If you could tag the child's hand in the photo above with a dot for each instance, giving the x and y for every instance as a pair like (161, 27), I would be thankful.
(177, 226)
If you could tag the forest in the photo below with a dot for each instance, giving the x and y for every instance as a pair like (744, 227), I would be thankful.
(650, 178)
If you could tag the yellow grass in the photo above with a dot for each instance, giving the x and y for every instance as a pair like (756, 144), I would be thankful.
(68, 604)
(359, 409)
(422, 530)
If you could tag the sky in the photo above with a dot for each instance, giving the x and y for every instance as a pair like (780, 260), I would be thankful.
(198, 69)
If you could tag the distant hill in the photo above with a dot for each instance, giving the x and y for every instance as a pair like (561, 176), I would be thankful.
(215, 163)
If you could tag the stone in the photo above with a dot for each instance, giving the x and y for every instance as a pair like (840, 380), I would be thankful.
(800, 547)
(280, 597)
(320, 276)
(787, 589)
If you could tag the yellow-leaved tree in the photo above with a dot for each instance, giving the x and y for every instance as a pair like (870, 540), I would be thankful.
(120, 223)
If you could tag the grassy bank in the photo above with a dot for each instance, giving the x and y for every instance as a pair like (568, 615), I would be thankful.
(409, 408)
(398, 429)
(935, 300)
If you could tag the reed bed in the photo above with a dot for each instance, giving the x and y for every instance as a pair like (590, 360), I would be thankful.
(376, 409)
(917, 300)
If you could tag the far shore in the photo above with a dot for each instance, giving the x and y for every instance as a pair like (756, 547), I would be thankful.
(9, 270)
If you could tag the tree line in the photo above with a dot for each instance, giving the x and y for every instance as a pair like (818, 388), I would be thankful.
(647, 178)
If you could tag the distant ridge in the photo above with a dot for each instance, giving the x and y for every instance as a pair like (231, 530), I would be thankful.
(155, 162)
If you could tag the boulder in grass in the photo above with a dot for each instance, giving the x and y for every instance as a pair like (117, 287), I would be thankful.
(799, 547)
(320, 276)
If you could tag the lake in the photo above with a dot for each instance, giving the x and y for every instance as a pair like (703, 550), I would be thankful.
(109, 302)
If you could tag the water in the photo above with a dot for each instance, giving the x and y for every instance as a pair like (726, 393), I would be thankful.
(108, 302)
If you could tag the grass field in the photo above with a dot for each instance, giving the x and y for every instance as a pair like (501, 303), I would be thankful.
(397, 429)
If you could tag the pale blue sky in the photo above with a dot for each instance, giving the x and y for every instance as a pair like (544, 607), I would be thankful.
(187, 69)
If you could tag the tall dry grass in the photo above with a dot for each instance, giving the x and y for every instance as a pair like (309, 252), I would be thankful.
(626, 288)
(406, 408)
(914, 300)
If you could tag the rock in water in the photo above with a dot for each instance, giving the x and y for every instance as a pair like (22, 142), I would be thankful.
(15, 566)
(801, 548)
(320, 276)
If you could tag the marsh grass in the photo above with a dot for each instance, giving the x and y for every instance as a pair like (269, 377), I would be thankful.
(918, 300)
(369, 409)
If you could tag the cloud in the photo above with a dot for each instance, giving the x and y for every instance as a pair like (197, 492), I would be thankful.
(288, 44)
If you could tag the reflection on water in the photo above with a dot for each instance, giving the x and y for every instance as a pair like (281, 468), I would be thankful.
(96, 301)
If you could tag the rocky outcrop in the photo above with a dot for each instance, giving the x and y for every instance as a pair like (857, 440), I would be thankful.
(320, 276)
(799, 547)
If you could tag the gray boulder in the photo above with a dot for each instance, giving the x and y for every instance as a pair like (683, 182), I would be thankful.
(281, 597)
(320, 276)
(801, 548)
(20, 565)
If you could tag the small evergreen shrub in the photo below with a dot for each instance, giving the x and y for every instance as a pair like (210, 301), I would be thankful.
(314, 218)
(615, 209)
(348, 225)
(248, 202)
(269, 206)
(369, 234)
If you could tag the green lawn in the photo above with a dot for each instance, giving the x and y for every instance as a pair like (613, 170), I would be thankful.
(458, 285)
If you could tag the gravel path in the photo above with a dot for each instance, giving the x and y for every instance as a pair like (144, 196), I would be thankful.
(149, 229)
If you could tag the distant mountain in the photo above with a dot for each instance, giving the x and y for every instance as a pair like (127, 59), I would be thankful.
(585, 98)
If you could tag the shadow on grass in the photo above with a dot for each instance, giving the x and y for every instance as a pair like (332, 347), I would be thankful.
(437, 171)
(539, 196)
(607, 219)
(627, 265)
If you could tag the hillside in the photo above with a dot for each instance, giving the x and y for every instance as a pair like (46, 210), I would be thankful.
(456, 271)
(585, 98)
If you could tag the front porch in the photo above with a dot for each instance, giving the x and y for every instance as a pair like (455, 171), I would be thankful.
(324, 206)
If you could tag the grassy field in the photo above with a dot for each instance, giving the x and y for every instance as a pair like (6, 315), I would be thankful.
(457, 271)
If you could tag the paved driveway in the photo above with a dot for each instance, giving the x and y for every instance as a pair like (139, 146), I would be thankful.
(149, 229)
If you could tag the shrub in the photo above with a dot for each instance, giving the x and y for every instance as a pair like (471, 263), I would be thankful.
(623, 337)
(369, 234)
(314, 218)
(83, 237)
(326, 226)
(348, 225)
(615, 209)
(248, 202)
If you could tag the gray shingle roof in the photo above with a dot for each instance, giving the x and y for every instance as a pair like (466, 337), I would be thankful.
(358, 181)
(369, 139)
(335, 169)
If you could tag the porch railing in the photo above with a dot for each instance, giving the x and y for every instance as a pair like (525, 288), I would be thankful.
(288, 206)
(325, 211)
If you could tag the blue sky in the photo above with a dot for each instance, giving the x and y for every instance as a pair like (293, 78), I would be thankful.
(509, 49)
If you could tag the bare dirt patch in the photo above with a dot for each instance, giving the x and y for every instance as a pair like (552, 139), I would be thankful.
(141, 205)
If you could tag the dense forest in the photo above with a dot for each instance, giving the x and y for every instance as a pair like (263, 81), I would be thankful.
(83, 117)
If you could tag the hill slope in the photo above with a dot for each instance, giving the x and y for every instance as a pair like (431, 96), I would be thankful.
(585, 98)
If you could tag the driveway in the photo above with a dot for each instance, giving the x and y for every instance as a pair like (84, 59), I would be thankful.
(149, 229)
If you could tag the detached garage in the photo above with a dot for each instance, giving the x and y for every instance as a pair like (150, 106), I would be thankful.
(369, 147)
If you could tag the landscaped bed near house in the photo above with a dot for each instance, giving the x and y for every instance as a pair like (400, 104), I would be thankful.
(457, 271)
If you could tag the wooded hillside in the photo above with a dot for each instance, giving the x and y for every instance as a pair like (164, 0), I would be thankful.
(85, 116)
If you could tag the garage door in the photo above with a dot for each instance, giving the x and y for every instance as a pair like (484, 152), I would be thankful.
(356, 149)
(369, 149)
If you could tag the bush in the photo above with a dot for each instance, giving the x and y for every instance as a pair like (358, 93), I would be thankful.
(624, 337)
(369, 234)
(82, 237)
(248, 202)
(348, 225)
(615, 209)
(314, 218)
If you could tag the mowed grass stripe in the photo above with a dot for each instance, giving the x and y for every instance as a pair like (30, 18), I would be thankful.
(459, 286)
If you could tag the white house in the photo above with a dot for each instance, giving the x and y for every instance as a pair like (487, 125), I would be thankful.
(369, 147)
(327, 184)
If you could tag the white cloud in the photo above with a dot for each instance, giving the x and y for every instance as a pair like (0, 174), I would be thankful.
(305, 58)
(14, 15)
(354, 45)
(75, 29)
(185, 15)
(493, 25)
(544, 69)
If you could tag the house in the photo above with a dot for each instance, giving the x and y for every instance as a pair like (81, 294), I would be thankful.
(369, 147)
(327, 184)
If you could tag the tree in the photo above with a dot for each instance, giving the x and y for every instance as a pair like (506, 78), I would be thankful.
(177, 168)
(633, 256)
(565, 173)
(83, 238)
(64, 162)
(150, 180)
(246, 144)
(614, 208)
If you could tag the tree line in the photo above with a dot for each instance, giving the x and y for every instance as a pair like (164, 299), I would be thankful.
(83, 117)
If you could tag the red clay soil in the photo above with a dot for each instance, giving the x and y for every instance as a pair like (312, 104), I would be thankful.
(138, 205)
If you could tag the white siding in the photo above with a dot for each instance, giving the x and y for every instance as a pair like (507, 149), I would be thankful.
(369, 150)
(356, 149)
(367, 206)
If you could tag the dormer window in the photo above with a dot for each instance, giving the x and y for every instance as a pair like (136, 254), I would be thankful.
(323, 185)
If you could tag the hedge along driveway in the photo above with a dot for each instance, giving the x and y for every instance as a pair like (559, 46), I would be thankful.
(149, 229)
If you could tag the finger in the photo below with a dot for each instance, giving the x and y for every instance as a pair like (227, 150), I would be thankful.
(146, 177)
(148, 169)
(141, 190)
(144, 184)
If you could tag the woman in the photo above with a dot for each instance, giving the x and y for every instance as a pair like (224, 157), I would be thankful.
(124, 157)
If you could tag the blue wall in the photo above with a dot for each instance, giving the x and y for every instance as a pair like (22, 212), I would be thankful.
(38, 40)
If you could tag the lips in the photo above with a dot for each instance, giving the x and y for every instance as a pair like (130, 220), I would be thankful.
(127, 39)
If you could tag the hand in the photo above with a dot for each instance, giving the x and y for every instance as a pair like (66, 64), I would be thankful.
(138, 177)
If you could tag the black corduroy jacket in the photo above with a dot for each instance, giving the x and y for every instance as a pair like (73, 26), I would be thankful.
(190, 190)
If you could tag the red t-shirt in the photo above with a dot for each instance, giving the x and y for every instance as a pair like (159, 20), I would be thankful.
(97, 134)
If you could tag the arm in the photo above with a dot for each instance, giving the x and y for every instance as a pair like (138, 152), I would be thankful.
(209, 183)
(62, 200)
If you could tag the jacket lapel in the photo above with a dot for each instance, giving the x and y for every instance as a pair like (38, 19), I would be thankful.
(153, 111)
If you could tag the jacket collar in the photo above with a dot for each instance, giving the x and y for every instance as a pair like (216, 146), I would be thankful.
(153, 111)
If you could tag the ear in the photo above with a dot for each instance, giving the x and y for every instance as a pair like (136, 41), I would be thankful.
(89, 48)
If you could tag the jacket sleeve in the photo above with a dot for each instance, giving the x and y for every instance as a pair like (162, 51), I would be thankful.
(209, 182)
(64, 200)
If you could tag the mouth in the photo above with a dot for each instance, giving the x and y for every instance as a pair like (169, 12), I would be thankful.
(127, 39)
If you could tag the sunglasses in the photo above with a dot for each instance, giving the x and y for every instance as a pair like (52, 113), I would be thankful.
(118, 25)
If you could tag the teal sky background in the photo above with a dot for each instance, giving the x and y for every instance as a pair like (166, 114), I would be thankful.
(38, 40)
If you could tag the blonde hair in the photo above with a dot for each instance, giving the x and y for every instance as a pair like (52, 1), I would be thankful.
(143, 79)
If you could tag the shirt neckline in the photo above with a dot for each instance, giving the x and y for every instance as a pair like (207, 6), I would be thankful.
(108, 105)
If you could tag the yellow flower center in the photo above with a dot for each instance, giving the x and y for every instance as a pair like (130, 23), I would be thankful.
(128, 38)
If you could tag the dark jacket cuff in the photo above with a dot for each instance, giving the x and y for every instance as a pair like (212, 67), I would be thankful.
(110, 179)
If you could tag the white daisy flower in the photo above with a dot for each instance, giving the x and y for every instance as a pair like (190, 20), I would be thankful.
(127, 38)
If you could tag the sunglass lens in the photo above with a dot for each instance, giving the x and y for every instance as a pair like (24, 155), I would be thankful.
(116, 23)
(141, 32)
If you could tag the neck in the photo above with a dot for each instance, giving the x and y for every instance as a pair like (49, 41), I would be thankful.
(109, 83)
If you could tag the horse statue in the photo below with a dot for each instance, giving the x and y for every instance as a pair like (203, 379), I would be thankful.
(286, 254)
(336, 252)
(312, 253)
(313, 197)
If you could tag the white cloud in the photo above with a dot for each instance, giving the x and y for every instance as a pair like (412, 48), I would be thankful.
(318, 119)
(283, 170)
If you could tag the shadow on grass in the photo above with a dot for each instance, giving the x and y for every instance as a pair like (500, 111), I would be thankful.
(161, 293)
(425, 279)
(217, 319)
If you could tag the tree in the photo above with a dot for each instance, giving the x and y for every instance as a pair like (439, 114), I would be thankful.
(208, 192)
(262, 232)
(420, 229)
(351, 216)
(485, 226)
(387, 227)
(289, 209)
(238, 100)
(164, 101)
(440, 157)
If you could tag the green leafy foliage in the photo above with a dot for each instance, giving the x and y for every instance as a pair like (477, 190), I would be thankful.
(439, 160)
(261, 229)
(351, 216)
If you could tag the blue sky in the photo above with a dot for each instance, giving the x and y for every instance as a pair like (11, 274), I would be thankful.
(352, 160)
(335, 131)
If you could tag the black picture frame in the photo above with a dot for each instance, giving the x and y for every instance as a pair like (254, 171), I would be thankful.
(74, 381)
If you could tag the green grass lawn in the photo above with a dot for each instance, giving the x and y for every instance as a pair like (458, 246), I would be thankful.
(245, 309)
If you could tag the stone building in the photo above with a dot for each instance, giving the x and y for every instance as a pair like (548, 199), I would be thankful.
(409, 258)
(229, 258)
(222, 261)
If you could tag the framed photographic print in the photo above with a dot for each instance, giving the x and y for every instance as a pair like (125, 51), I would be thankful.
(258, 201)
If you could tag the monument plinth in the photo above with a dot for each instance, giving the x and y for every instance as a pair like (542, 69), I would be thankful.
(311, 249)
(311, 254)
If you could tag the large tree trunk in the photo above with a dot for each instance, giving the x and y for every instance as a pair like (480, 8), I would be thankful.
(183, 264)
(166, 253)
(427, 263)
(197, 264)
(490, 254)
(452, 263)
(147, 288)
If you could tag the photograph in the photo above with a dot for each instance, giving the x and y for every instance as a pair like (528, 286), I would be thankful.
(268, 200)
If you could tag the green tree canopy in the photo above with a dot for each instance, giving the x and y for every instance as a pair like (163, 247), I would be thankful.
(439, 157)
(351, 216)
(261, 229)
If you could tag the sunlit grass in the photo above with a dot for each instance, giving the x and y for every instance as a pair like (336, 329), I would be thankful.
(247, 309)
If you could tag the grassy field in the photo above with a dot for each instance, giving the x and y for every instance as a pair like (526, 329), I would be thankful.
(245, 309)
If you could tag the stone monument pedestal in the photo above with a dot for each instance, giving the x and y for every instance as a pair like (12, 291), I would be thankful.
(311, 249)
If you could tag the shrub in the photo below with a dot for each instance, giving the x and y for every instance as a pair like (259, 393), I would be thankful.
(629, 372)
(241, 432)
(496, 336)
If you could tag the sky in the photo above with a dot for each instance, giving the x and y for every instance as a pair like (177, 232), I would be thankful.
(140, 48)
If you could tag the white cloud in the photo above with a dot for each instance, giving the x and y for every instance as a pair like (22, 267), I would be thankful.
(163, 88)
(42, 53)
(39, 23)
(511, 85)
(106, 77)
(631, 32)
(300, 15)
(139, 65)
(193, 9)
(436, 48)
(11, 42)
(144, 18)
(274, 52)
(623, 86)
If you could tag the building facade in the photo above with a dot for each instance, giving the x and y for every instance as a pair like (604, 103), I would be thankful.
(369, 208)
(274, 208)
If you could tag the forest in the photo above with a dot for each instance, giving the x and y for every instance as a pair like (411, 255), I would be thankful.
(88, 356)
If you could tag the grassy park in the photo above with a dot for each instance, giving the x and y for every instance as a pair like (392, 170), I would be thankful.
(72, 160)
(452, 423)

= = = = = = =

- **Instruction**
From the line containing "If you could tag the shrub in the photo below" down to the last line, reproduce the records exactly. Include both ends.

- **Task result**
If you could tag the shrub in the photo below with a dot for each instance, giving the x and y for every instance as a pair like (259, 393), I would be thankful.
(629, 372)
(241, 432)
(496, 336)
If you could tag the sky in the photo above with a dot for each instance, giving the x and y for every instance as a pair like (177, 232), I would be thankful.
(140, 48)
If you could tag the white cloud in the photo above with a dot for each instance, giving the x and y for every instance as a pair like (22, 267), I would be thankful.
(163, 88)
(42, 53)
(39, 23)
(511, 85)
(106, 77)
(631, 32)
(300, 15)
(139, 65)
(193, 9)
(436, 48)
(11, 42)
(144, 18)
(274, 52)
(623, 86)
If you could tag the building facade in the photo above with a dot for each instance, giving the x and y for every instance as a pair like (604, 103), I would be thankful.
(369, 208)
(274, 208)
If you could tag the forest in the photo above with a dot for each instance, giving the x and y for every instance as a pair like (411, 255), I would be thankful.
(88, 356)
If you could tag the grassy park in the photo above with a dot for each instance, giving the x and y for every instance as a pair like (392, 170), I would be thankful.
(72, 160)
(452, 423)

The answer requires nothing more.